Available records –
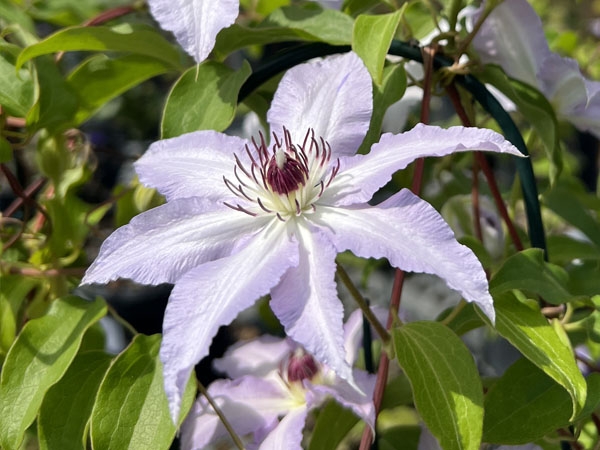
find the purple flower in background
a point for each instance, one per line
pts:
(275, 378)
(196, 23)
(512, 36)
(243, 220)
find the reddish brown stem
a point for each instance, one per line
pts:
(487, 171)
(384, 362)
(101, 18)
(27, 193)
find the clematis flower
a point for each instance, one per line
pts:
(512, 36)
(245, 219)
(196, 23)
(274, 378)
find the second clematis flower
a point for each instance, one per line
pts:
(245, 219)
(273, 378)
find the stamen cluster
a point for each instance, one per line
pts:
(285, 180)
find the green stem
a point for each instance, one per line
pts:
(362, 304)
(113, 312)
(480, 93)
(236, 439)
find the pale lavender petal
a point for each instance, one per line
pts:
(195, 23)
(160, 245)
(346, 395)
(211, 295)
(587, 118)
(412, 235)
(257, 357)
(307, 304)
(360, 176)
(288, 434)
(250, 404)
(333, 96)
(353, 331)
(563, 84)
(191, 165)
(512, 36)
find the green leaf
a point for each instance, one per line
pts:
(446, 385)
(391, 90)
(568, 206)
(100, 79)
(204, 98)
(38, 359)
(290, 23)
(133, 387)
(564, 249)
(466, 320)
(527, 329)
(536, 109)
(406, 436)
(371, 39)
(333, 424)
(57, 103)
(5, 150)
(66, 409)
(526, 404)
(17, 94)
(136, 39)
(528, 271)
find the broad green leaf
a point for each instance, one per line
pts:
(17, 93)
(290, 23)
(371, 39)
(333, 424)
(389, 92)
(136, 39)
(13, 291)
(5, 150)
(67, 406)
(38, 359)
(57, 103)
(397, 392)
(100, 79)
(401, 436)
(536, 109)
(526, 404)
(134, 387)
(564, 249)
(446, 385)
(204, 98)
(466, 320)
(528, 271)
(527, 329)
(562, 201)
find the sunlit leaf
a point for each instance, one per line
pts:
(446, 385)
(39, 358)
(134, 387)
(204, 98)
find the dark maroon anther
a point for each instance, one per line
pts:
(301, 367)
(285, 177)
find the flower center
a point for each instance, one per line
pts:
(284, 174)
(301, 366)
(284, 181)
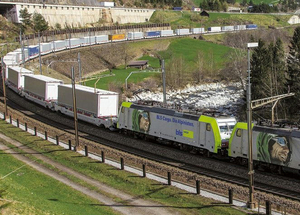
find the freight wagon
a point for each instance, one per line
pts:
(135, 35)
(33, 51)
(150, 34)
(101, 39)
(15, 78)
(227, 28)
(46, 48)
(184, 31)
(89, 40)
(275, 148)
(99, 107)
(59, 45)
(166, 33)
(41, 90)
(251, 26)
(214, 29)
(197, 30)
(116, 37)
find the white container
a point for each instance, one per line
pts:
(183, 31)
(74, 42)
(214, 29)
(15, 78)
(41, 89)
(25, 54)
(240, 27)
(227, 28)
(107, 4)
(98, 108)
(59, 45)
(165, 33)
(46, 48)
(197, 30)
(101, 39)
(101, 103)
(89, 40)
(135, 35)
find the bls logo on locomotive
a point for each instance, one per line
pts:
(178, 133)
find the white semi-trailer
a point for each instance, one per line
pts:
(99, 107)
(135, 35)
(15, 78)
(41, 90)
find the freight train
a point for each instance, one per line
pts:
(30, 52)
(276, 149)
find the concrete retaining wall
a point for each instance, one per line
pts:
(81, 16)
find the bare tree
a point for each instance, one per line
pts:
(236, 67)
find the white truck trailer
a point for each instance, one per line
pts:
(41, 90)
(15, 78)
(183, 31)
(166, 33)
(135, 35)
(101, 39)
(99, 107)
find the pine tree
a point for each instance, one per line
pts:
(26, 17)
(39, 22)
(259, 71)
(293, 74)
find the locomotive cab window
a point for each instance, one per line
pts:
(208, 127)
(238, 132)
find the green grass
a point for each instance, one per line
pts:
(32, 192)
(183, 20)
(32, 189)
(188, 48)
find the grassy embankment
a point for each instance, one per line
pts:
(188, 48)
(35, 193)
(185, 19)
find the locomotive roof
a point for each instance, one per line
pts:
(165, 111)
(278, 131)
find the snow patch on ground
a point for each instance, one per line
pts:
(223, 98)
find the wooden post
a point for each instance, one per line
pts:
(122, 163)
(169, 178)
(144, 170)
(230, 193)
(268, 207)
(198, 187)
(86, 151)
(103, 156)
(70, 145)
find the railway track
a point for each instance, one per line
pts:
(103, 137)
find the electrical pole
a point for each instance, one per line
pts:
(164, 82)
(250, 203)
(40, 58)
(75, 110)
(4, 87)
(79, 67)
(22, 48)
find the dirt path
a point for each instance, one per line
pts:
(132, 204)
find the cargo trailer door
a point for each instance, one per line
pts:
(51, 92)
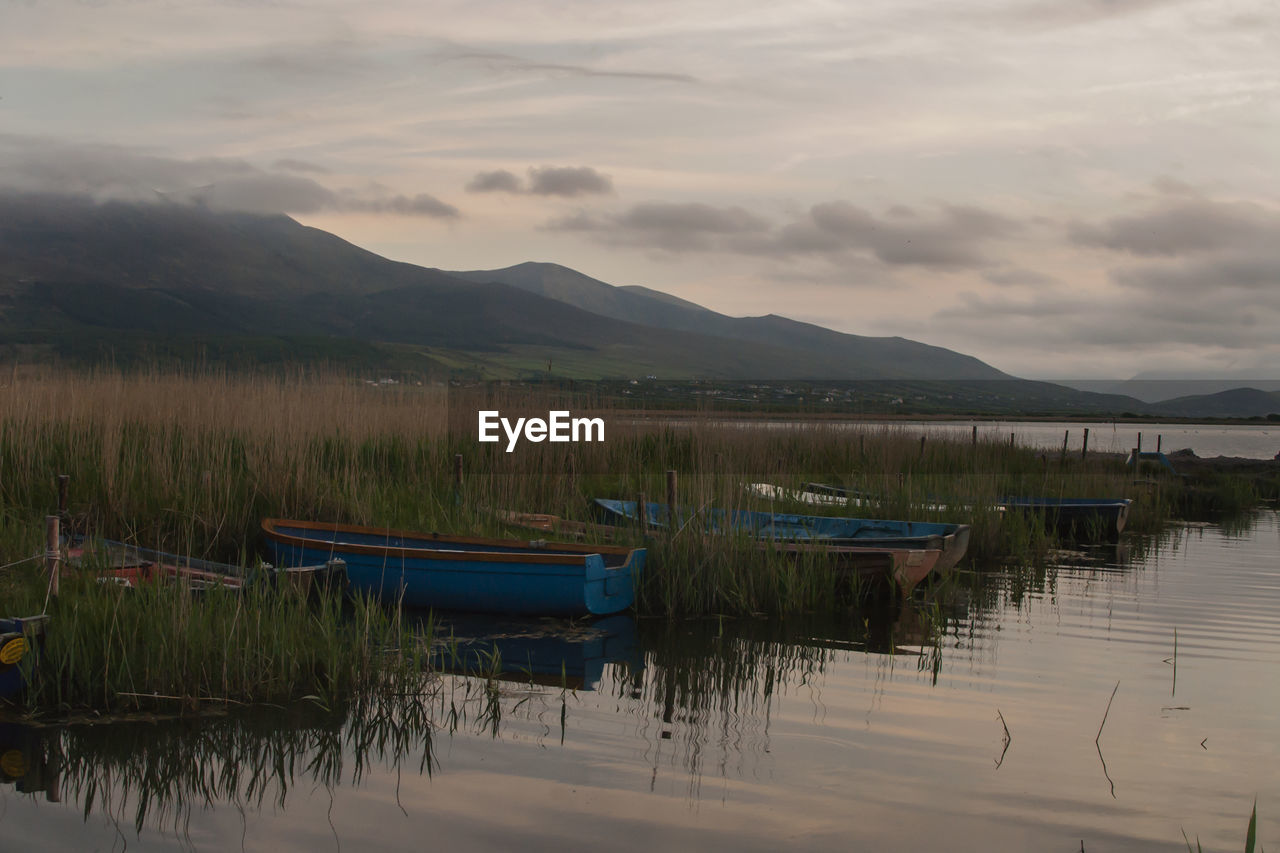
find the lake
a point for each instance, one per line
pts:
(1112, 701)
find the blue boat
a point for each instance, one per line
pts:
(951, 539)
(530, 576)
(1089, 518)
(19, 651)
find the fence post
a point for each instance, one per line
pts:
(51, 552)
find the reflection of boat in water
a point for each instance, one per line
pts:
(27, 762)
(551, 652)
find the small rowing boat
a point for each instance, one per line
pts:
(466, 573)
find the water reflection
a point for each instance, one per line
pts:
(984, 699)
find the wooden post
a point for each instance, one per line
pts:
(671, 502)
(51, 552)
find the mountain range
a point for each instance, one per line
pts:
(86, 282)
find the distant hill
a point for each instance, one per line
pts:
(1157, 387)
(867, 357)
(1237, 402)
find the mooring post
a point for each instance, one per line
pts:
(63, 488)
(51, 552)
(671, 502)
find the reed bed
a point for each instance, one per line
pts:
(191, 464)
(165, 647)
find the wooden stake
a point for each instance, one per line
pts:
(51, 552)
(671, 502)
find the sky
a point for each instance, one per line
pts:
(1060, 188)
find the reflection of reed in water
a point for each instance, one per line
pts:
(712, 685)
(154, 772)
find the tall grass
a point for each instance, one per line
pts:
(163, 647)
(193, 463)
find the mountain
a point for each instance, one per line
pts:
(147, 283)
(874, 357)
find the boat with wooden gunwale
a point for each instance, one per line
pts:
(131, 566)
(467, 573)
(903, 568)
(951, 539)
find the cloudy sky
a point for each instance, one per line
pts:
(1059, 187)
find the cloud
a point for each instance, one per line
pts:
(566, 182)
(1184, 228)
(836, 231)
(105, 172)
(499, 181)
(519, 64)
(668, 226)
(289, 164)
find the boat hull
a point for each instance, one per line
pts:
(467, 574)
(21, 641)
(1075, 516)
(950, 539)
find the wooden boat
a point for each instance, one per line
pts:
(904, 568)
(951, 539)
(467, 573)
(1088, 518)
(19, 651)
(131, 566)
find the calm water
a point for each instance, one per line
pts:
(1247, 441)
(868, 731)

Try it –
Only the pictures are to be dropped; all other material above must be repeated exactly.

Task solution –
find the purple flower in background
a point for each instance, one per line
pts:
(275, 378)
(196, 23)
(512, 36)
(243, 220)
find the reddish brown stem
a point for each instance, one per line
pts:
(487, 171)
(384, 362)
(101, 18)
(27, 193)
find the clematis flower
a point for each instance, one per line
pts:
(512, 36)
(245, 219)
(196, 23)
(274, 378)
find the second clematis flower
a point for each instance, one per line
pts:
(245, 219)
(273, 378)
find the stamen cluster
a point for each instance, one per line
pts:
(285, 180)
find the green stem
a point for each instance, one per line
pts:
(362, 304)
(113, 312)
(480, 93)
(236, 439)
find the pale lavender petal
a point for each instance, one per line
pts:
(195, 23)
(160, 245)
(346, 395)
(211, 295)
(587, 118)
(412, 235)
(257, 357)
(307, 304)
(360, 176)
(288, 434)
(250, 404)
(333, 96)
(353, 331)
(563, 84)
(191, 165)
(512, 36)
find the green leaf
a point for each instance, one per line
pts:
(446, 385)
(391, 90)
(568, 206)
(100, 79)
(204, 98)
(38, 359)
(290, 23)
(133, 387)
(564, 249)
(466, 320)
(527, 329)
(536, 109)
(406, 436)
(371, 39)
(333, 424)
(57, 103)
(5, 150)
(66, 409)
(526, 404)
(17, 94)
(136, 39)
(528, 271)
find the broad green leaf
a point for each instance, one per line
pts:
(17, 93)
(290, 23)
(371, 39)
(333, 424)
(389, 92)
(136, 39)
(13, 291)
(5, 150)
(67, 406)
(38, 359)
(57, 103)
(397, 392)
(100, 79)
(401, 436)
(536, 109)
(526, 404)
(134, 387)
(564, 249)
(446, 385)
(204, 98)
(466, 320)
(528, 271)
(527, 329)
(562, 201)
find the sunlit leaf
a point for each instance, one per line
pts:
(446, 385)
(39, 358)
(134, 387)
(204, 98)
find the dark maroon anther
a point for each instance, one per line
pts:
(301, 367)
(285, 177)
find the flower center
a point for each instance, one per line
pts:
(284, 174)
(301, 366)
(284, 181)
find the freight wagon
a point for each instance, one per line
pts:
(135, 35)
(33, 51)
(150, 34)
(101, 39)
(15, 78)
(227, 28)
(46, 48)
(184, 31)
(89, 40)
(275, 148)
(99, 107)
(59, 45)
(166, 33)
(41, 90)
(251, 26)
(214, 29)
(197, 30)
(116, 37)
find the white container
a point for each instance, one per line
pts:
(183, 31)
(74, 42)
(214, 29)
(15, 78)
(41, 89)
(25, 54)
(240, 27)
(227, 28)
(107, 4)
(98, 108)
(59, 45)
(165, 33)
(46, 48)
(197, 30)
(101, 39)
(101, 103)
(89, 40)
(135, 35)
find the bls logo on locomotive
a point for each instance, one per line
pts:
(178, 133)
find the white semi-trailer
a point for each instance, one per line
pts:
(99, 107)
(135, 35)
(15, 78)
(41, 90)
find the freight train
a point for each instance, one per line
pts:
(30, 52)
(276, 149)
find the concrete retaining wall
a point for each instance, one per line
pts:
(81, 16)
find the bare tree
a point for each instance, one per line
pts:
(236, 67)
find the white truck trailer
a point for each instance, one per line
pts:
(41, 90)
(15, 78)
(183, 31)
(166, 33)
(135, 35)
(101, 39)
(99, 107)
find the pine tree
a point for each instance, one per line
pts:
(26, 17)
(39, 22)
(259, 71)
(293, 74)
find the locomotive cab window
a point for each instance, one per line
pts:
(208, 127)
(238, 132)
find the green grass
a point for each instance, one per line
pts:
(32, 192)
(183, 20)
(32, 189)
(188, 48)
find the grassy embankment
a point for each instance, one per line
pts:
(188, 48)
(35, 193)
(185, 19)
find the locomotive roof
a point for each instance, one per line
pts:
(165, 111)
(278, 131)
find the snow patch on ground
a point for each instance, one per line
pts:
(223, 98)
find the wooden post
a point for each instance, one per line
pts:
(122, 163)
(169, 178)
(144, 170)
(230, 193)
(268, 207)
(198, 187)
(86, 151)
(103, 156)
(70, 145)
find the railway track
a point for each instance, one per line
pts:
(103, 137)
find the electrical pole
a point for each instance, one per line
pts:
(164, 82)
(250, 203)
(40, 58)
(75, 110)
(4, 87)
(79, 67)
(22, 48)
find the dirt path
a point for each instance, one per line
pts:
(132, 204)
find the cargo trailer door
a point for each instance, one per line
pts:
(51, 92)
find the lake
a point for each instance, one per line
pts:
(1112, 701)
find the blue boat
a point for each instance, one per line
pts:
(951, 539)
(530, 576)
(1089, 518)
(19, 651)
find the fence post
a point for each instance, one per line
pts:
(51, 552)
find the reflection of boat in water
a point for each instance, one per line
pts:
(27, 762)
(551, 652)
find the small rowing boat
a point for each instance, one per line
pts:
(466, 573)
find the water reflection
a point for each instance, one per line
pts:
(984, 699)
find the wooden post
a point for each instance, one per line
pts:
(671, 502)
(51, 552)
find the mountain range
a point for each instance, one per line
pts:
(86, 282)
find the distant hill
a point for each instance, one per line
pts:
(1157, 387)
(867, 357)
(1237, 402)
find the mooring post
a point for each instance, one per line
pts:
(63, 488)
(51, 552)
(671, 502)
find the reed bed
a point for each instance, one per line
pts:
(191, 464)
(165, 647)
find the wooden stake
a point for each instance, one per line
pts:
(51, 552)
(671, 502)
find the sky
a point for each instance, one per line
pts:
(1060, 188)
find the reflection of reed in water
a point for each instance, one per line
pts:
(712, 685)
(154, 772)
find the tall grass
a point for each instance, one per line
pts:
(163, 647)
(193, 463)
find the mountain
a point for each instance, one per line
pts:
(147, 283)
(874, 357)
find the boat with wooden gunwale
a point for each instance, one per line
pts:
(131, 566)
(467, 573)
(903, 568)
(951, 539)
find the cloudy sky
a point for each instance, one per line
pts:
(1059, 187)
find the cloud
a point for each instance, one per line
pts:
(566, 182)
(1184, 228)
(836, 231)
(105, 172)
(499, 181)
(519, 64)
(668, 226)
(289, 164)
find the boat hull
a point for each instance, one per line
pts:
(467, 574)
(21, 641)
(1075, 516)
(950, 539)
find the wooden boat
a point for each instance, one per line
pts:
(904, 568)
(951, 539)
(467, 573)
(1088, 518)
(19, 651)
(131, 566)
find the calm water
a point for each instance, one per line
pts:
(1247, 441)
(868, 731)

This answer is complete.